> Given task: Rewrite the material below as a numbered list, omitting blank lines and leaving out the pictures.

> Material to process:
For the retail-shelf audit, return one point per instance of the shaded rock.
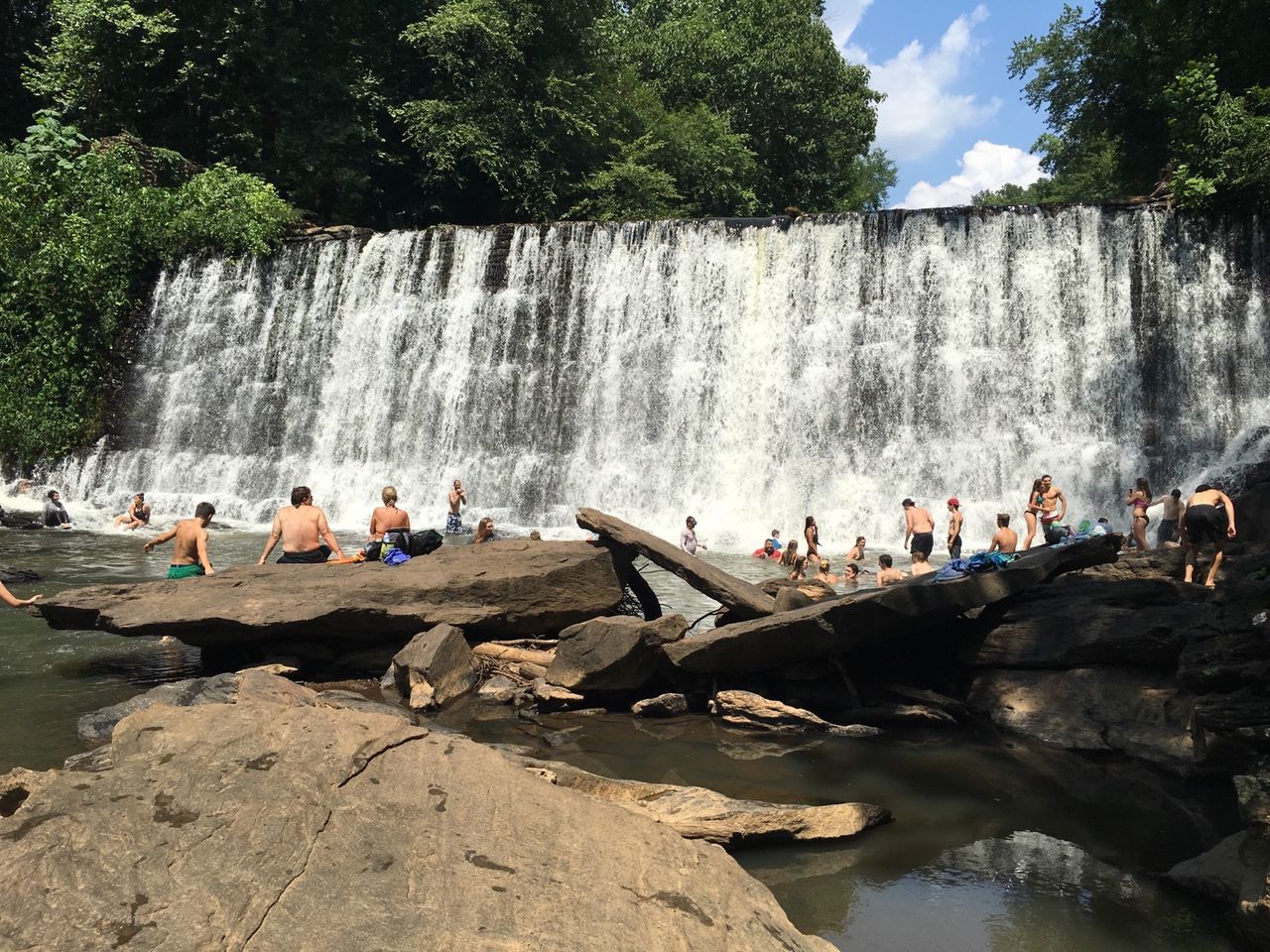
(218, 689)
(1138, 714)
(500, 589)
(284, 826)
(612, 654)
(435, 667)
(875, 617)
(552, 697)
(698, 812)
(661, 706)
(740, 598)
(743, 708)
(499, 688)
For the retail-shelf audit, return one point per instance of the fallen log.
(874, 617)
(515, 655)
(740, 598)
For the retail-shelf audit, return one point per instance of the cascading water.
(746, 376)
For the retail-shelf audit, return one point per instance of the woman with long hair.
(1033, 512)
(1138, 500)
(812, 534)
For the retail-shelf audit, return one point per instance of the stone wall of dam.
(746, 375)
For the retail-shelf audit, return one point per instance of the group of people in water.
(1206, 518)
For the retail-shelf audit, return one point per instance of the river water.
(992, 847)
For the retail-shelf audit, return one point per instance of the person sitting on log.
(303, 530)
(190, 556)
(887, 572)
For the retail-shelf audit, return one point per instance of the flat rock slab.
(740, 598)
(698, 812)
(743, 708)
(875, 617)
(1093, 710)
(290, 826)
(502, 588)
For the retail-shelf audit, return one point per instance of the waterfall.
(746, 376)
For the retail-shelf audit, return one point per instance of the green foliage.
(1146, 96)
(409, 112)
(84, 226)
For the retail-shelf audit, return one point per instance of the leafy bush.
(84, 226)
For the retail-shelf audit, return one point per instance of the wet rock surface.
(235, 826)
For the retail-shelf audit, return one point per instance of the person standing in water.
(920, 527)
(1138, 500)
(137, 515)
(689, 537)
(190, 556)
(1032, 515)
(812, 534)
(384, 518)
(1209, 521)
(1167, 536)
(453, 518)
(1005, 539)
(55, 513)
(955, 521)
(303, 530)
(887, 572)
(1051, 497)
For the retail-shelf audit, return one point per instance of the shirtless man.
(920, 565)
(857, 551)
(303, 529)
(955, 521)
(137, 515)
(457, 498)
(1167, 536)
(888, 575)
(1005, 539)
(1051, 497)
(689, 537)
(1209, 520)
(920, 527)
(190, 552)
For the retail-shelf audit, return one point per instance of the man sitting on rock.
(303, 530)
(190, 556)
(887, 572)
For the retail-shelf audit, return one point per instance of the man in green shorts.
(190, 552)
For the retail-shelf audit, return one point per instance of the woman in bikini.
(1033, 512)
(1138, 500)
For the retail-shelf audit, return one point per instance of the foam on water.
(746, 376)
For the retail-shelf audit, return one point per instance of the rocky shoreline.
(1096, 656)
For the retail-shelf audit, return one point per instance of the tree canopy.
(1150, 96)
(475, 111)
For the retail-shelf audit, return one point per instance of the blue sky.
(953, 122)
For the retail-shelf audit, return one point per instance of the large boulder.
(698, 812)
(743, 708)
(612, 654)
(282, 825)
(502, 589)
(435, 667)
(1093, 710)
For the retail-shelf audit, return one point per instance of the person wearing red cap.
(955, 521)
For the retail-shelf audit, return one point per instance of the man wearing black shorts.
(1209, 521)
(920, 527)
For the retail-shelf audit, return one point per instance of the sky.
(953, 122)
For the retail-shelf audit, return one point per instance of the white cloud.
(985, 166)
(921, 112)
(843, 17)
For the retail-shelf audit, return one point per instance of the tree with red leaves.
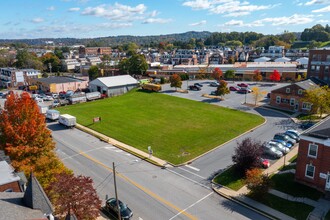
(74, 194)
(26, 139)
(275, 77)
(257, 76)
(217, 74)
(247, 154)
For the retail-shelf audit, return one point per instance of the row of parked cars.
(281, 143)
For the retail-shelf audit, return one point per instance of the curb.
(233, 199)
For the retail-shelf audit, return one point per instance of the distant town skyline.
(32, 19)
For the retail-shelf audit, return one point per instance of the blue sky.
(100, 18)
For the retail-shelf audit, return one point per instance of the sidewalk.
(321, 207)
(143, 155)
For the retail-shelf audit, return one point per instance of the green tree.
(319, 97)
(222, 89)
(93, 72)
(175, 81)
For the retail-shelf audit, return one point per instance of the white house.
(113, 85)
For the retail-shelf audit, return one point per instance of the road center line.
(192, 205)
(147, 191)
(188, 171)
(193, 168)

> Answer to the problem:
1. For the retail-shelf audit, return one point per instance of the shaded rock.
2. (218, 689)
3. (1138, 714)
4. (500, 589)
5. (284, 826)
6. (612, 654)
7. (435, 667)
8. (875, 617)
9. (552, 697)
10. (698, 812)
11. (661, 706)
12. (740, 598)
13. (743, 708)
14. (499, 688)
15. For the retail-shelf audit, return one point per instance of the fallen log.
16. (874, 617)
17. (515, 655)
18. (740, 598)
19. For the retail-shelf audit, return one point per instance of the cascading water.
20. (746, 376)
21. For the retail-shelf audit, return one point per instance of the woman with long hair.
22. (1033, 512)
23. (1138, 500)
24. (812, 534)
25. For the retail-shelf audit, return one point per instance of the stone wall of dam.
26. (746, 375)
27. For the retail-shelf audit, return one point per instance of the group of people in water.
28. (1206, 518)
29. For the retail-shelf audit, return one point per instance of the river water.
30. (992, 847)
31. For the retail-shelf audit, return one point per instance of the person sitting on log.
32. (303, 530)
33. (190, 556)
34. (887, 572)
35. For the retail-shelf audit, return one point per instance of the flat rock slab.
36. (740, 598)
37. (698, 812)
38. (743, 708)
39. (875, 617)
40. (1093, 710)
41. (290, 826)
42. (502, 588)
43. For the retail-shelf audit, return one point per instance of the waterfall.
44. (746, 376)
45. For the retail-shelf audit, return one point per instance of the green foliage.
46. (1146, 96)
47. (409, 112)
48. (84, 226)
49. For the retail-shelf audit, return one point per instance of the leafy bush.
50. (84, 226)
51. For the retail-shelf audit, return one point per instance of the wet rock surface.
52. (235, 826)
53. For the retail-shelf audit, return one point per instance of the person standing in water.
54. (920, 527)
55. (1138, 500)
56. (137, 515)
57. (689, 537)
58. (190, 556)
59. (1032, 515)
60. (812, 534)
61. (384, 518)
62. (1209, 521)
63. (1167, 536)
64. (453, 518)
65. (1005, 539)
66. (55, 513)
67. (955, 521)
68. (303, 530)
69. (887, 572)
70. (1051, 497)
71. For the retail-shelf audit, return one point per instance of the shirtless man.
72. (920, 565)
73. (857, 551)
74. (303, 529)
75. (955, 521)
76. (137, 515)
77. (457, 498)
78. (1167, 536)
79. (888, 575)
80. (1005, 539)
81. (1051, 497)
82. (689, 537)
83. (1209, 520)
84. (920, 527)
85. (190, 552)
86. For the retail-shelf audit, return one point per instance of the man sitting on rock.
87. (303, 530)
88. (190, 556)
89. (887, 572)
90. For the retail-shelf audit, return one point per instance of the man in green shorts.
91. (190, 552)
92. For the retail-shelf audit, return one point per instance of the woman in bikini.
93. (1033, 512)
94. (1138, 500)
95. For the retail-shelf audit, return one point per instance of the foam on water.
96. (746, 376)
97. For the retail-shelf audit, return one point per instance of the rocky shoreline.
98. (1096, 656)
99. For the retail-shelf audit, return one point per instance of the tree canopy.
100. (1150, 96)
101. (475, 111)
102. For the retail-shelf audit, return one point per instance of the blue sky.
103. (953, 122)
104. For the retail-shelf audit, return one point per instance of the large boulder.
105. (698, 812)
106. (743, 708)
107. (612, 654)
108. (282, 825)
109. (502, 589)
110. (435, 667)
111. (1093, 710)
112. For the retail-shelf audit, return one point per instance of the person wearing red cap.
113. (955, 521)
114. For the retail-shelf audit, return one point per instance of the man wearing black shorts.
115. (1209, 521)
116. (920, 527)
117. For the retail-shelf audit, return one point per instance of the sky.
118. (953, 122)
119. For the retail-shelf audit, return one point per instance of the white cloud.
120. (985, 166)
121. (921, 112)
122. (843, 17)
123. For the retail-shelf audit, return one point per instance of the tree with red leaves.
124. (74, 194)
125. (26, 139)
126. (275, 77)
127. (257, 76)
128. (217, 74)
129. (247, 154)
130. For the retail-shelf audit, return one point per instance of the row of parked cars.
131. (281, 143)
132. For the retail-shelf audit, return one point per instance of the curb.
133. (233, 199)
134. For the retail-shelf audit, return one point per instance of the distant town skyline.
135. (32, 19)
136. For the retail-shelf audit, return one point per instance of the blue sky.
137. (100, 18)
138. For the retail-shelf audit, return one point per instance of the sidewalk.
139. (321, 207)
140. (143, 155)
141. For the retail-shelf audit, return one point per instance of the green tree.
142. (319, 97)
143. (222, 89)
144. (93, 72)
145. (175, 81)
146. For the retail-shelf audit, return one point per instance of the white house.
147. (113, 85)
148. For the retail-shelf audit, return one point per instance of the road center line.
149. (192, 205)
150. (147, 191)
151. (188, 171)
152. (193, 168)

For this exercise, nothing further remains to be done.